Repeat the data below line for line, leaving out the pictures.
__________________________________________________
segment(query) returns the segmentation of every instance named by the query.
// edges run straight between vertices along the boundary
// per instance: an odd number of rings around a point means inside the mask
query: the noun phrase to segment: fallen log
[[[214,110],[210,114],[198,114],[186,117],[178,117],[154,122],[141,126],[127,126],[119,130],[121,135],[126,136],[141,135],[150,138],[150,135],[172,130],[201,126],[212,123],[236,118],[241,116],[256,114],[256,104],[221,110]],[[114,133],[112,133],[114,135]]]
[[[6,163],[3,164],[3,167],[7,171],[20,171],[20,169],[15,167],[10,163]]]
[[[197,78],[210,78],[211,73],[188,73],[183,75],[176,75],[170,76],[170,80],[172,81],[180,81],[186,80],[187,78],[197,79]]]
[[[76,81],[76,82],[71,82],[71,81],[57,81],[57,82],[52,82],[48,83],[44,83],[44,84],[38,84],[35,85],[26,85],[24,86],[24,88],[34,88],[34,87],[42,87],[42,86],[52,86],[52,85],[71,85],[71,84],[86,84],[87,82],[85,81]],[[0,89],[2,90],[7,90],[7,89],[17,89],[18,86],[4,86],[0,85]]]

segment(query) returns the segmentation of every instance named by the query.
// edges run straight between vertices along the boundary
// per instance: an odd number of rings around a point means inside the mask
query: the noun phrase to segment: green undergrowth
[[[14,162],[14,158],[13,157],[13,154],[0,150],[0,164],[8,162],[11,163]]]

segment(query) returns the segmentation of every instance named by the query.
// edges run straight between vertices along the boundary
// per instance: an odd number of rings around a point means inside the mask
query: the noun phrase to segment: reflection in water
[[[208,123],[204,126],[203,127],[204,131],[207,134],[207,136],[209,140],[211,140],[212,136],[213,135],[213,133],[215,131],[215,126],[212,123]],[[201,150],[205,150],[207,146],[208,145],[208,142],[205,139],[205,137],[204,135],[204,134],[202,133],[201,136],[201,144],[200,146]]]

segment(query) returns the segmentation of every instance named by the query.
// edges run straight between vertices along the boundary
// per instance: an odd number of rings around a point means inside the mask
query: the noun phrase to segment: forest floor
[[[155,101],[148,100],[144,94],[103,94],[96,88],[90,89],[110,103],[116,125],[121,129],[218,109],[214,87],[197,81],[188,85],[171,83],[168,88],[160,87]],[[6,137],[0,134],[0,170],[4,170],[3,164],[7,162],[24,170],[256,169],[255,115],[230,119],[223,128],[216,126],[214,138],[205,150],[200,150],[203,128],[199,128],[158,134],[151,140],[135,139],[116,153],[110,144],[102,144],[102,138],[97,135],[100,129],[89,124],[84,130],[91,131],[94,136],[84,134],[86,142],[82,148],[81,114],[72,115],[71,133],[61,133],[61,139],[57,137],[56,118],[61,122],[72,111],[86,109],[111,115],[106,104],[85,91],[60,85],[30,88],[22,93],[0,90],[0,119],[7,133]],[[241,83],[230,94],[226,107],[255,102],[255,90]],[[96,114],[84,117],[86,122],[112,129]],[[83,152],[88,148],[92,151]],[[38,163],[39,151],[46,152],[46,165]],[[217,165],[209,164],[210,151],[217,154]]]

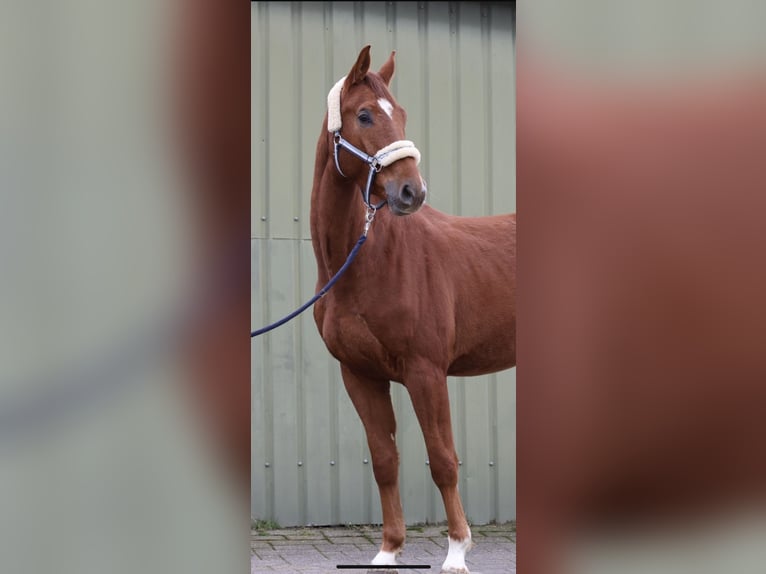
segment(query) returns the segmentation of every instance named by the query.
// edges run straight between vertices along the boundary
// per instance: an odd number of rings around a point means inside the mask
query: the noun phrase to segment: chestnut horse
[[[359,257],[316,303],[314,319],[340,361],[372,455],[383,511],[372,564],[395,565],[405,537],[395,381],[412,399],[444,501],[442,571],[465,573],[471,531],[457,488],[447,376],[516,364],[516,216],[457,217],[425,205],[420,154],[403,141],[406,113],[388,88],[394,52],[378,73],[369,67],[366,46],[328,96],[311,194],[318,289],[343,265],[365,222],[375,221]]]

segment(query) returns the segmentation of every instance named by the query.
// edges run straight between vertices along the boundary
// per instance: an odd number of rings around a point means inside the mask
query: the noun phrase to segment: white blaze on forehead
[[[378,105],[381,107],[381,109],[382,109],[384,112],[386,112],[386,115],[387,115],[389,118],[393,118],[393,117],[394,117],[394,116],[393,116],[393,114],[394,114],[394,106],[393,106],[393,104],[392,104],[391,102],[389,102],[389,101],[388,101],[387,99],[385,99],[385,98],[380,98],[380,99],[378,100]]]

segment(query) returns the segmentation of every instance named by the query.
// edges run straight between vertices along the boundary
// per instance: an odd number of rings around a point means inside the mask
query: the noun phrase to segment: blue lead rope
__________________________________________________
**RESULT:**
segment(query) returns the segmentation of every instance named by the query.
// edges run straight between vertices along the boundary
// per instance: an odd number of rings around a point means inside the mask
query: the noun phrase to segment: fallen log
[[[214,110],[210,114],[198,114],[186,117],[178,117],[154,122],[141,126],[127,126],[119,130],[121,135],[126,136],[141,135],[150,138],[150,135],[172,130],[201,126],[212,123],[236,118],[241,116],[256,114],[256,104],[221,110]],[[114,133],[112,133],[114,135]]]
[[[6,163],[3,164],[3,167],[7,171],[20,171],[20,169],[15,167],[10,163]]]
[[[197,78],[210,78],[211,73],[188,73],[183,75],[176,75],[170,76],[170,80],[172,81],[180,81],[186,80],[187,78],[197,79]]]
[[[76,81],[76,82],[71,82],[71,81],[57,81],[57,82],[52,82],[48,83],[44,83],[44,84],[38,84],[35,85],[26,85],[24,86],[24,88],[34,88],[34,87],[42,87],[42,86],[52,86],[52,85],[71,85],[71,84],[86,84],[87,82],[85,81]],[[0,89],[2,90],[7,90],[7,89],[17,89],[18,86],[4,86],[0,85]]]

segment(query) returns the segmentation of every instance named by the query.
// edges run straight between vertices along the boundary
// per instance: an odd number of rings around a point means inside the mask
query: the noun phrase to segment: green undergrowth
[[[14,162],[14,158],[13,157],[13,154],[0,150],[0,164],[8,162],[11,163]]]

segment(query) returns the segmentation of every instance named by the query.
// edges run straight between vertices along the boundary
// per instance: an odd number of rings around a point means inside the mask
query: the noun phrase to segment: reflection in water
[[[208,123],[204,126],[203,127],[204,131],[207,134],[207,136],[209,140],[211,140],[212,136],[213,135],[213,133],[215,131],[215,126],[212,123]],[[201,150],[205,150],[207,146],[208,145],[208,142],[205,139],[205,137],[204,135],[204,134],[202,133],[201,136],[201,144],[200,146]]]

segment(query) returns the segmentation of every instance named by the query.
// edges run straight between vertices along the boundary
// per instance: an odd number of rings around a point means inside the mask
query: the noun phrase to segment: forest floor
[[[155,101],[148,100],[144,94],[103,94],[96,88],[90,89],[110,103],[116,125],[121,129],[218,109],[214,87],[197,81],[188,85],[171,83],[168,88],[160,87]],[[6,137],[0,134],[0,170],[4,170],[3,164],[7,162],[24,170],[256,169],[255,115],[230,119],[223,128],[216,126],[214,138],[205,150],[200,150],[203,128],[199,128],[158,134],[151,140],[135,139],[116,153],[110,144],[102,144],[102,138],[97,135],[100,129],[89,124],[84,130],[91,131],[94,136],[84,134],[86,142],[82,148],[81,114],[72,115],[71,133],[61,133],[61,139],[57,137],[56,118],[61,122],[72,111],[86,109],[111,115],[106,104],[85,91],[60,85],[30,88],[22,93],[0,90],[0,119],[7,133]],[[241,83],[230,94],[226,107],[255,102],[255,90]],[[96,114],[84,117],[86,122],[112,129]],[[83,152],[88,148],[92,151]],[[38,163],[39,151],[46,152],[46,165]],[[217,165],[209,164],[210,151],[217,154]]]

segment(query) returns the segmentation of every instance named by the query.
// edges run straight between vertices along the boundary
// per instance: an odd number of rings around a point means inside the mask
query: the noun phrase to segment: chestnut horse
[[[359,257],[316,303],[314,319],[340,361],[372,455],[383,511],[372,564],[395,565],[405,537],[395,381],[412,399],[444,501],[442,571],[465,573],[471,531],[457,488],[447,376],[516,364],[516,216],[457,217],[425,205],[420,154],[403,141],[406,113],[388,88],[394,52],[378,73],[369,67],[366,46],[328,96],[311,194],[318,289],[343,265],[365,222],[375,221]]]

segment(query) returns the segmentation of every instance named by the query.
// edges run straight between vertices along the boundary
// per instance: an odd number of rings around a point means inside the mask
query: the noun phrase to segment: white blaze on forehead
[[[378,105],[381,107],[381,109],[382,109],[384,112],[386,112],[386,115],[387,115],[389,118],[393,118],[393,117],[394,117],[394,116],[393,116],[393,114],[394,114],[394,106],[393,106],[393,104],[392,104],[391,102],[389,102],[389,101],[388,101],[387,99],[385,99],[385,98],[380,98],[380,99],[378,100]]]

segment(query) returns the segmentation of every instance named by the query.
// edges run straight between vertices along the boundary
// per instance: an odd number of rings around a point means inside the mask
query: the noun phrase to segment: blue lead rope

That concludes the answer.